Kannst du aus dem Interview mit Smerz alles von „Ob es nur an“ bis einschließlich „auf der Clubmusik.“ wortgetreu wiedergeben?

> Lesetext:
#####
Ob es nur an der cleveren Kombi ihrer Studienfächer liegt? So innovativ wie das Album von Smerz klang schon lange kein Debüt mehr.

Catharina, ihr seid bereits seit einigen Jahren als Smerz aktiv und habt viel Aufmerksamkeit bekommen. Verglichen mit früheren EPs liegt der Fokus vom Debütalbum jetzt aber nicht mehr so stark auf der Clubmusik.

Catharina Stoltenberg: Vor gut zwei Jahren haben wir die Entscheidung getroffen, radikaler zu sein und wirklich jede unsere musikalischen Vorlieben einfließen zu lassen. Das war der Startpunkt für das Album. Ob Barockmusik, R’n’B, Trance, HipHop-Beats oder traditionelle Musik aus Norwegen: Mit all diesen Einflüssen wollten wir komplett hierarchiefrei experimentieren.

Mit dem Internet wurden die Genregrenzen eingerissen, und mittlerweile sind Grenzgänge etabliert. Liegt es an der Einarbeitung norwegischer Folklore, dass euch mit „Believer“ ein nie zuvor gehörter Sound gelingt?

Stoltenberg: Henriette und ich haben früher im Chor gesungen, und wir sind beide mit der traditionellen Musik unserer Heimat sehr vertraut. Trotzdem geht es uns nicht um eine zeitgemäße Anverwandlung. Entscheidend ist wirklich, dass es keinen dominanten Einfluss gibt. Auch wenn wir die alten Genregrenzen überwunden haben, gibt es in der gegenwärtigen Musik ja durchaus die Tendenz, dass ästhetische Muster ständig wiederholt werden. Es besteht die Gefahr, dass sich neue Genres bilden, die einfach nur neue Grenzen ziehen.
#####
> Gegebene Daten:
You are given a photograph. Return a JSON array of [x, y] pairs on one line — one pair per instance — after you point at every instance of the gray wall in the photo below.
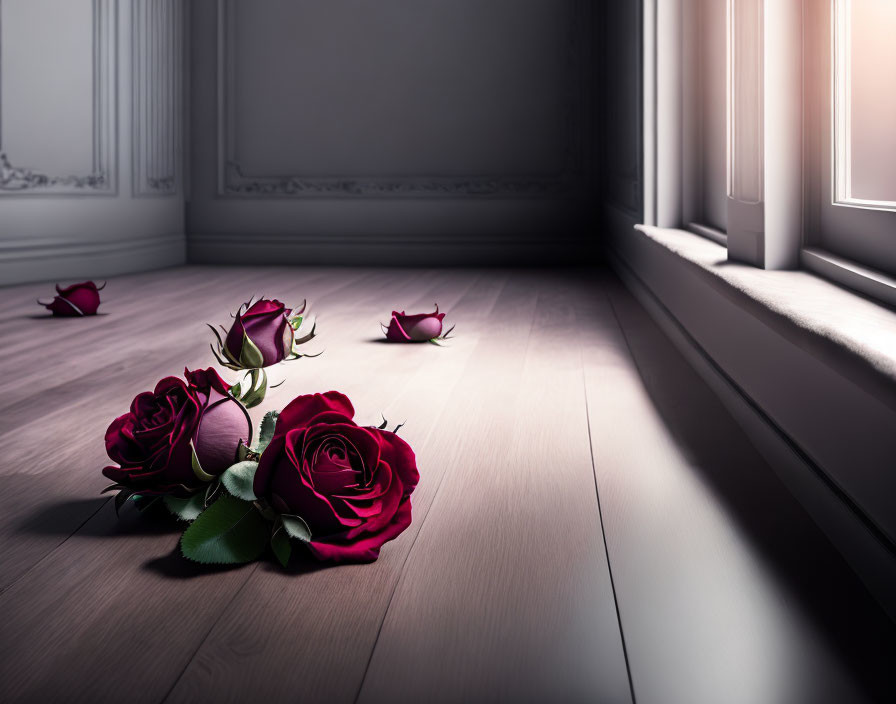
[[91, 183], [347, 131]]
#####
> Ergebnis der Aufgabe:
Ob es nur an der cleveren Kombi ihrer Studienfächer liegt? So innovativ wie das Album von Smerz klang schon lange kein Debüt mehr.

Catharina, ihr seid bereits seit einigen Jahren als Smerz aktiv und habt viel Aufmerksamkeit bekommen. Verglichen mit früheren EPs liegt der Fokus vom Debütalbum jetzt aber nicht mehr so stark auf der Clubmusik.